Extracted records
============================================================
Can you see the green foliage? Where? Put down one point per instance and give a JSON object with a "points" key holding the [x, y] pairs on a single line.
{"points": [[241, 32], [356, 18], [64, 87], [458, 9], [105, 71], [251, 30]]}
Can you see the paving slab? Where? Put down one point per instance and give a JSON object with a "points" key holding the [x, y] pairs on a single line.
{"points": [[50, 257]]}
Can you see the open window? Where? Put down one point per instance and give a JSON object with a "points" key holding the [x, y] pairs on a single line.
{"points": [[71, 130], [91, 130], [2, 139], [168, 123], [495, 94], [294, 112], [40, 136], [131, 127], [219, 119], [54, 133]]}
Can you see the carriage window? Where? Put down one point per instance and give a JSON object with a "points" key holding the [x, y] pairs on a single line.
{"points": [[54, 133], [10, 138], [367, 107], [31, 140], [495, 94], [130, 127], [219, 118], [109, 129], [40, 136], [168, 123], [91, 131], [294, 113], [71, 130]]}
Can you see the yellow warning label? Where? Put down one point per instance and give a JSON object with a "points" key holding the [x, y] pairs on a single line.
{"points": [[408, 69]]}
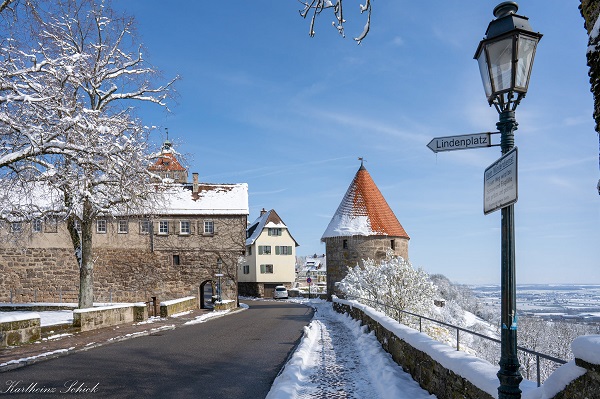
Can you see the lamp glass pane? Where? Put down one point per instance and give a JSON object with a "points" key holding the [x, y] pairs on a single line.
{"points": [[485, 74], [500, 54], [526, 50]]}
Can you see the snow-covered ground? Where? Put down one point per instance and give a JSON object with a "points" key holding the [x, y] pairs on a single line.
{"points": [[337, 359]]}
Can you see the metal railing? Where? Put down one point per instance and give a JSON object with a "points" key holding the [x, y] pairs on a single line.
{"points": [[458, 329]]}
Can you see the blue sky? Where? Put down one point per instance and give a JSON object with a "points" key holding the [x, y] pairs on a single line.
============================================================
§ **WHAT YOU SHOULD DO**
Only the lines from the one that contains "Can you see the lamp" to the end of the data should be output, exactly as they appear.

§ **WRITTEN SOLUTION**
Can you see the lamp glass pane? Where? Put down one point per instance and give a JSON object with a "points" key holding the [x, y] pairs on a single line.
{"points": [[485, 74], [500, 54], [526, 50]]}
Can you see the snow-covered ground? Where? Put down one point per instance and give a JSON object with a "points" key holding the [x, y] pairs on a single line.
{"points": [[337, 359]]}
Can you see the metal railing? Where? Put down one point per instance and give a JSON object with a "points" key holding the [x, y] pairs on a single line.
{"points": [[458, 329]]}
Can you see the blue sky? Where? Put down one point per instance and give a JSON object with a "points" key holding the [x, y] pairs on a single line.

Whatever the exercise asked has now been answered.